Brief
Repeat verbatim, and only, the lines of the data below, beginning at the line that contains "out the footprint" and stopping after the line that contains "the snow mound".

####################

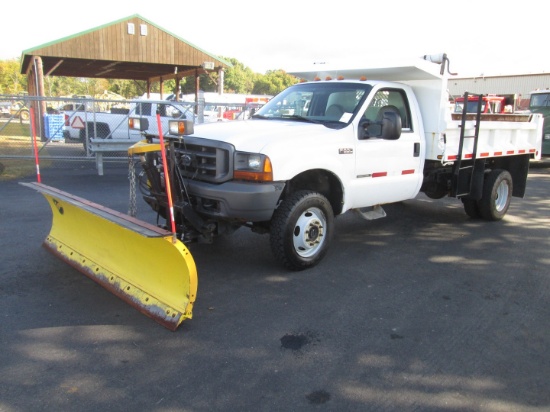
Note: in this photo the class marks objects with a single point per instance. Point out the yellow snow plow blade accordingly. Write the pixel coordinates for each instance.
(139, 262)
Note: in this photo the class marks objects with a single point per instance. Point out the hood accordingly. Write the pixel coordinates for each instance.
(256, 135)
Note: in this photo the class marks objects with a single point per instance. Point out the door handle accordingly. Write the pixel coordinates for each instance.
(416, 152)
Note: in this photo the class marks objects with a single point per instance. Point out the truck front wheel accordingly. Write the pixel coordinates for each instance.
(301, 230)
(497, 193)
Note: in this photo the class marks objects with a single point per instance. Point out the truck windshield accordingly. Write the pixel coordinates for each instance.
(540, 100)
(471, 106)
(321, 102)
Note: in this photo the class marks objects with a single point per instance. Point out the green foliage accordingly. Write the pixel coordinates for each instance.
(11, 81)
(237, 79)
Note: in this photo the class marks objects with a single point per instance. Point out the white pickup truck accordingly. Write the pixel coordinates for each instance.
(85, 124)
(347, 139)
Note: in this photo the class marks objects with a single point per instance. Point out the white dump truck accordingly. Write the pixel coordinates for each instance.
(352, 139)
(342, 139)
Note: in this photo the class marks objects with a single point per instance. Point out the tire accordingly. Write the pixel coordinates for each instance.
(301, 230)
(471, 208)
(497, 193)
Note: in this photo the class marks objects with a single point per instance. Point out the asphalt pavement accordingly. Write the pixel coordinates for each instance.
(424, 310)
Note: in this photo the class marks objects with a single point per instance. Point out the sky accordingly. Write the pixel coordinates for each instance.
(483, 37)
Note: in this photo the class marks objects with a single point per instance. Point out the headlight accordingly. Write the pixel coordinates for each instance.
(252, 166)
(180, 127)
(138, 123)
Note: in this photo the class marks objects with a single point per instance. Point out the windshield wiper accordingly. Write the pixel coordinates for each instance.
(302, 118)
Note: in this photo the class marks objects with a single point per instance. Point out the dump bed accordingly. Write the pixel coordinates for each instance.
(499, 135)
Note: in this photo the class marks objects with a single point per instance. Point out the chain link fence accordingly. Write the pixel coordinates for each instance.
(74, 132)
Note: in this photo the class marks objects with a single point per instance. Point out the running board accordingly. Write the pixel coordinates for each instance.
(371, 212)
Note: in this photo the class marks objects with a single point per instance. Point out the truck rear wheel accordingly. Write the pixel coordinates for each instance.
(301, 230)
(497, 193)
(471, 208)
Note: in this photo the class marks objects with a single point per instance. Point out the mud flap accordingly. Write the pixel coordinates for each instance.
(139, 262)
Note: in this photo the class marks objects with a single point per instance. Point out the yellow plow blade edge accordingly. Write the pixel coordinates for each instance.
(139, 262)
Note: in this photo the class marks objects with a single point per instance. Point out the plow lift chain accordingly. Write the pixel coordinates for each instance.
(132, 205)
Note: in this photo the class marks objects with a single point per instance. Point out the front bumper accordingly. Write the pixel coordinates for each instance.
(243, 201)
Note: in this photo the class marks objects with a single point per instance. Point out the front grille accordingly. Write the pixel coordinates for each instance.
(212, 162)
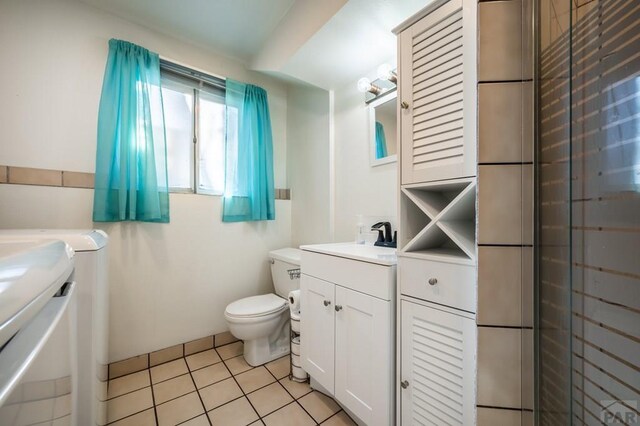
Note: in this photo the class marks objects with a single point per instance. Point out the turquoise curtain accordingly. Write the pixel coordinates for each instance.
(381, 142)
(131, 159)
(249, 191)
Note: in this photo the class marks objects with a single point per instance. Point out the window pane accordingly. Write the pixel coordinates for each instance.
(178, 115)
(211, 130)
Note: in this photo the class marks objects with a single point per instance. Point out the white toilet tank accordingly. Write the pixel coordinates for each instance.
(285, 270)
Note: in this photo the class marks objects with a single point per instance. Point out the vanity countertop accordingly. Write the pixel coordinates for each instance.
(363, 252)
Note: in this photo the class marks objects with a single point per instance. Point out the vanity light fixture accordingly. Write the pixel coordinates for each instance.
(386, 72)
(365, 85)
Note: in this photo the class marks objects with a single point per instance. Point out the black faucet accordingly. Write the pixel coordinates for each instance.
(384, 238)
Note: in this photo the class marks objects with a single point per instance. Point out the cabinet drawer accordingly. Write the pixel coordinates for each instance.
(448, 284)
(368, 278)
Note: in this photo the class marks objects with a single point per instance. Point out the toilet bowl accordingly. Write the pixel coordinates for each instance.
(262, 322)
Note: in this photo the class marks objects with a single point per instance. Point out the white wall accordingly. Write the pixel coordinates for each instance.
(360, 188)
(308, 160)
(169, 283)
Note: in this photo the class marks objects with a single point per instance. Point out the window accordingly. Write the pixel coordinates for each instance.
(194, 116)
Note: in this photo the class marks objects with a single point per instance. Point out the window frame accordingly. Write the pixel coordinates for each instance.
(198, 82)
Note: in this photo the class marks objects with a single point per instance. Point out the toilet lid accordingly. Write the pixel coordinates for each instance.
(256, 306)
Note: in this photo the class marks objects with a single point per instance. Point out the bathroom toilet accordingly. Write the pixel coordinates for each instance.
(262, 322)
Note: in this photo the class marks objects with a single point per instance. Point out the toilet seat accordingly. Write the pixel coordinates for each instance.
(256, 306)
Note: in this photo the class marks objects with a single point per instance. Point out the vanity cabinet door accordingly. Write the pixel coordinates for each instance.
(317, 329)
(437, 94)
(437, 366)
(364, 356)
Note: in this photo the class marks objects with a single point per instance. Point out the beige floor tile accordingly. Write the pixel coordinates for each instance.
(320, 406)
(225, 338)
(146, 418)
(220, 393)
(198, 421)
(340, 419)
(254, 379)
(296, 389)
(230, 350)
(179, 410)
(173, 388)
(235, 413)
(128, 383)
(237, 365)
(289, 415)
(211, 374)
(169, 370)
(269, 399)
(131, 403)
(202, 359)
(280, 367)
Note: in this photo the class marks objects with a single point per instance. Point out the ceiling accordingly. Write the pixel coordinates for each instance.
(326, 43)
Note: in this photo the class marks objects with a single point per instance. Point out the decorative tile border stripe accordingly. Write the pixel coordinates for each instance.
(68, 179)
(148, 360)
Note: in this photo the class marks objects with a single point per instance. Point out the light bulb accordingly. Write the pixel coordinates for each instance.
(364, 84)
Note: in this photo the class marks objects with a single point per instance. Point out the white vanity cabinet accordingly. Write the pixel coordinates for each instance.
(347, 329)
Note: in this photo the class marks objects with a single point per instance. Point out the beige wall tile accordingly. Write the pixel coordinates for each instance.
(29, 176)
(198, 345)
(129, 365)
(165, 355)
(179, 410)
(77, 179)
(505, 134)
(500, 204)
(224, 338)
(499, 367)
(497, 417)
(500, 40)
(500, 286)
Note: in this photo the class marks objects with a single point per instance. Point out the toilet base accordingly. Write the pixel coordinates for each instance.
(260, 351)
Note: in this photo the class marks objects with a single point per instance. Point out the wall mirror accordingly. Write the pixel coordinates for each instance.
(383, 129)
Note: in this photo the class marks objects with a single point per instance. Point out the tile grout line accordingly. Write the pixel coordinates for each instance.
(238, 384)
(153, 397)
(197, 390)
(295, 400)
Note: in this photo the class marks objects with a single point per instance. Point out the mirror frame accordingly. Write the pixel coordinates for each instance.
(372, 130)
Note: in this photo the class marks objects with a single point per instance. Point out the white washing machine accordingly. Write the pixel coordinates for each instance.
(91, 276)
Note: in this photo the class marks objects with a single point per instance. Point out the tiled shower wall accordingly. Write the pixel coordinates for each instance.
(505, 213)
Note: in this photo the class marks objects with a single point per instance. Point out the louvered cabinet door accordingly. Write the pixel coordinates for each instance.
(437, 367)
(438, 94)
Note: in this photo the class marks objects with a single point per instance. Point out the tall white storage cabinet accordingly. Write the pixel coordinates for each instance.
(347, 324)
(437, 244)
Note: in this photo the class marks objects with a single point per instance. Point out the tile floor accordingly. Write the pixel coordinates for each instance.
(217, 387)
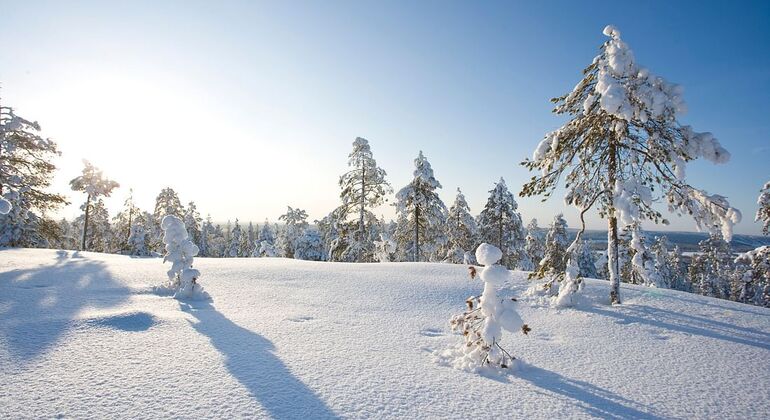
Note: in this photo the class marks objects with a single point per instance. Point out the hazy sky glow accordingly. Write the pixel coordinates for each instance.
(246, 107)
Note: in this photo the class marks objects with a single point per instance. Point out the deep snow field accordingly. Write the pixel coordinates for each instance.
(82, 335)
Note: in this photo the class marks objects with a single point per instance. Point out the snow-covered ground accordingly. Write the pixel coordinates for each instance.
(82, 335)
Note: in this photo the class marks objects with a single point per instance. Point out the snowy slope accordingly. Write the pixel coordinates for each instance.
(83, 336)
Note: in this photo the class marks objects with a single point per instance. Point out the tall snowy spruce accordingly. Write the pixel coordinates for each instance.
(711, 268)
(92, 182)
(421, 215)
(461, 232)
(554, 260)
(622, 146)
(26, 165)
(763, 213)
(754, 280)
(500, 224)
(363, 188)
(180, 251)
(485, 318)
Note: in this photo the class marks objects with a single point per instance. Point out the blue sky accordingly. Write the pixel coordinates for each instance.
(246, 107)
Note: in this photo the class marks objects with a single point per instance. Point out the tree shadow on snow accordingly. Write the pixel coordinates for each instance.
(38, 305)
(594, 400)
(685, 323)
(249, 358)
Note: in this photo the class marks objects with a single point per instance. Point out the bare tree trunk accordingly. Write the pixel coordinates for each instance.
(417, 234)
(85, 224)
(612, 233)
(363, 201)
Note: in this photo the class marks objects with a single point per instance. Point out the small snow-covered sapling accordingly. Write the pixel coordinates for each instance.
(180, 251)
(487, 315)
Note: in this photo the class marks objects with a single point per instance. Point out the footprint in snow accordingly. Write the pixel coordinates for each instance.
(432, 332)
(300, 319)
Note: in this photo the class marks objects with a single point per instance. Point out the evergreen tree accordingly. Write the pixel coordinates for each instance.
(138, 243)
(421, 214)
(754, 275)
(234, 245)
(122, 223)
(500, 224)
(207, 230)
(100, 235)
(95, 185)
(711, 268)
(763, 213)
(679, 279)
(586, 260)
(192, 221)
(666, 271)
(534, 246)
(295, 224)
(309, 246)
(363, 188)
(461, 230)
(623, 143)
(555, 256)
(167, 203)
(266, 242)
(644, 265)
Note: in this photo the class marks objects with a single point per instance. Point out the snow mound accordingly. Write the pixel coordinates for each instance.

####################

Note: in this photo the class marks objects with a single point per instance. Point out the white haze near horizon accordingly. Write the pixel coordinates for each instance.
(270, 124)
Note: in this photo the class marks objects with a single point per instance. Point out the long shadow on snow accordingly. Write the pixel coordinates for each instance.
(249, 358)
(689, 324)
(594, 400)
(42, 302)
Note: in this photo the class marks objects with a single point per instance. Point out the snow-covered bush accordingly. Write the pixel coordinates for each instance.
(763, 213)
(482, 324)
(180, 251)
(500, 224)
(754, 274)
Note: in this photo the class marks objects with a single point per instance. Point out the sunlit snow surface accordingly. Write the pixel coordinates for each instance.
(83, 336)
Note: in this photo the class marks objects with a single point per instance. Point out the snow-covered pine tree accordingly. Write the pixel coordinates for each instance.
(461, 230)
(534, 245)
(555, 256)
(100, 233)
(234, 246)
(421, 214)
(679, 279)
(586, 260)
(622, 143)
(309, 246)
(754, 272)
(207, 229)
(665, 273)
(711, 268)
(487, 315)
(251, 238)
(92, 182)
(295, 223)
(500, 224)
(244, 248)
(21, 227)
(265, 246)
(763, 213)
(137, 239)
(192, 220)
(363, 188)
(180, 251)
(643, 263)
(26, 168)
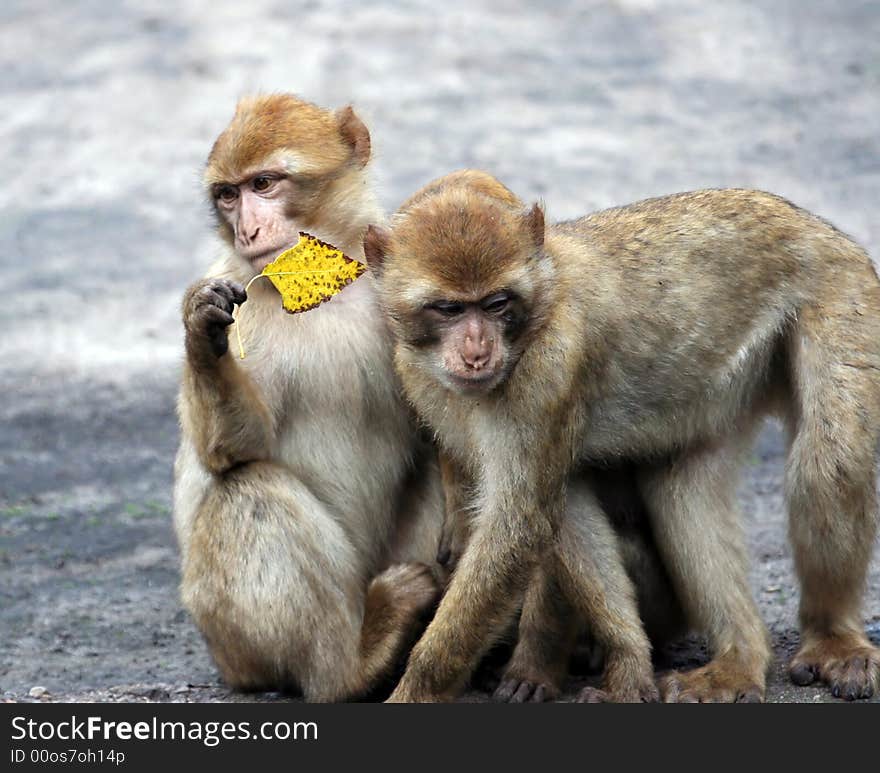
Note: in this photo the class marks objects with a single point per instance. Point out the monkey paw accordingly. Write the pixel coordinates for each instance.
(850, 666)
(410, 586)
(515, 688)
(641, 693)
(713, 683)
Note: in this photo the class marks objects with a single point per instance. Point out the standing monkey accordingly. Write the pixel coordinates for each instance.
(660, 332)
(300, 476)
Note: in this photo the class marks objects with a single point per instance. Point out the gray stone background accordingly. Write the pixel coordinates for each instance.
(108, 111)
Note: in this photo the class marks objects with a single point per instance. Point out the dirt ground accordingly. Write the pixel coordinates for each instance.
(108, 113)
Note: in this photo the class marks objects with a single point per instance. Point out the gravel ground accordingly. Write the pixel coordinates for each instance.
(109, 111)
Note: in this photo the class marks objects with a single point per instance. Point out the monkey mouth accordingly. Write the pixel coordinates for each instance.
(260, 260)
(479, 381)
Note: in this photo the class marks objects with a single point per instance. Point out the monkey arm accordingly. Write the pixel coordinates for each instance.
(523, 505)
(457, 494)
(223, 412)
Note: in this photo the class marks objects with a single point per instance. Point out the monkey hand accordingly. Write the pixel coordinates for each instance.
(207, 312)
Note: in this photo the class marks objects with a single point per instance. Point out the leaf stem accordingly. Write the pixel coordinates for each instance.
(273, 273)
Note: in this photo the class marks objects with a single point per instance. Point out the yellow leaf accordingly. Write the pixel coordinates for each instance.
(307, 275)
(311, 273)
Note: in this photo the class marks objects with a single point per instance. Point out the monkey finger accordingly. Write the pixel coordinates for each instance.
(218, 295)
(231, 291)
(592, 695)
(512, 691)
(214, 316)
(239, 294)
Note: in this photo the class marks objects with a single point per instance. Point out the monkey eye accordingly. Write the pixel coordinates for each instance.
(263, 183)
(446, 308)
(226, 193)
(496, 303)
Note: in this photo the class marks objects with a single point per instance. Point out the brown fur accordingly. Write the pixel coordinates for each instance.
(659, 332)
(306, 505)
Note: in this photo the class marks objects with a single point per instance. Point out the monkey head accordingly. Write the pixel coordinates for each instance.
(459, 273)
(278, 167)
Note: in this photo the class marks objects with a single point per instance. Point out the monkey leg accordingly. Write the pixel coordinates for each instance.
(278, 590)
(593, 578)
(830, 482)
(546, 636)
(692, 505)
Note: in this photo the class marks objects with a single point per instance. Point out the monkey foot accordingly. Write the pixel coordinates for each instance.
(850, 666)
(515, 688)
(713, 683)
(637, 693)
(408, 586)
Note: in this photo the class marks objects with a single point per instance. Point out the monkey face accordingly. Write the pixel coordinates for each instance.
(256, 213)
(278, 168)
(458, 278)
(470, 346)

####################

Answer box
Note: in this photo the class marks objects with a single point per instance. Point out the footprint in snow accordingly. Write the pixel coordinates for each instance.
(432, 332)
(300, 319)
Note: in this photo the class marks objects with a single point per instance. Point out the evergreen tree accordingly. Write the pixel coordinates for each instance.
(138, 243)
(421, 214)
(754, 275)
(234, 245)
(122, 223)
(500, 224)
(207, 230)
(100, 235)
(95, 185)
(711, 268)
(763, 213)
(679, 279)
(586, 260)
(192, 221)
(666, 271)
(534, 246)
(295, 224)
(309, 246)
(363, 188)
(461, 230)
(623, 143)
(555, 256)
(167, 203)
(266, 242)
(644, 265)
Note: in this photo the class marks objects with a single point per instance. Point out the snow mound accordingly. Write the pixel coordinates for each instance.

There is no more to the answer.